Problem requirements:
Copy the records below verbatim, line by line, omitting the pictures from your answer.
BEGIN Material for the task
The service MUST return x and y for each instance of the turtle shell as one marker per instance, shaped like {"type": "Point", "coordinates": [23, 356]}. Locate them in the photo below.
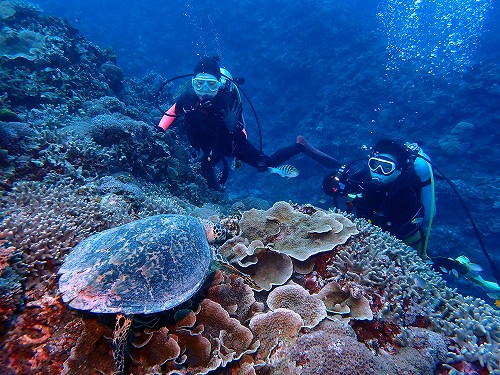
{"type": "Point", "coordinates": [142, 267]}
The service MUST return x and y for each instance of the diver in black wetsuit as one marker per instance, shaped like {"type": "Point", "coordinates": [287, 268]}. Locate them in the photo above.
{"type": "Point", "coordinates": [388, 194]}
{"type": "Point", "coordinates": [212, 113]}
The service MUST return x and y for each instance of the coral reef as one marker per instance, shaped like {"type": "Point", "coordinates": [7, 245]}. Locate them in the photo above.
{"type": "Point", "coordinates": [413, 328]}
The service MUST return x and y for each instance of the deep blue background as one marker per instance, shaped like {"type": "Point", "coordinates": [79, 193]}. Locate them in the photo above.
{"type": "Point", "coordinates": [319, 69]}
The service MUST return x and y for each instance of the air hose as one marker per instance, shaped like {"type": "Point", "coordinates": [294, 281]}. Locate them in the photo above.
{"type": "Point", "coordinates": [494, 267]}
{"type": "Point", "coordinates": [164, 112]}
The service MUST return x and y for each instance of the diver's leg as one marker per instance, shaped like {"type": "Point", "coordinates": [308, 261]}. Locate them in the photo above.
END Material for the task
Answer to the exercise:
The service MUST return x and y for each instance of the turtle shell as one marker per instance, shaped like {"type": "Point", "coordinates": [23, 356]}. Locate them in the photo below.
{"type": "Point", "coordinates": [142, 267]}
The service MUST return x and y for each instance of the diver in black wetsuit as one marker per instance, shaped like {"type": "Point", "coordinates": [287, 268]}. Locate them in the photo above.
{"type": "Point", "coordinates": [388, 194]}
{"type": "Point", "coordinates": [212, 113]}
The service MUST return x and y for each instance of the coral reef as one marker per instance, shaped like {"type": "Point", "coordinates": [7, 245]}. Locate them in the photo above.
{"type": "Point", "coordinates": [413, 328]}
The service MUST return x and y for each instance of the deep blue background as one marker per instance, shaped like {"type": "Point", "coordinates": [79, 193]}. Locate them in the photo above.
{"type": "Point", "coordinates": [319, 69]}
The service MUST return x and y for each instance of the air hose as one marker per instance, shaped like {"type": "Point", "coordinates": [294, 281]}. Locate them in the photo above.
{"type": "Point", "coordinates": [494, 267]}
{"type": "Point", "coordinates": [164, 112]}
The service MUST return x and y for each instance of the diver's leg as one marker per instance, shaped like {"type": "Point", "coordinates": [308, 261]}. Locate them in the photo above.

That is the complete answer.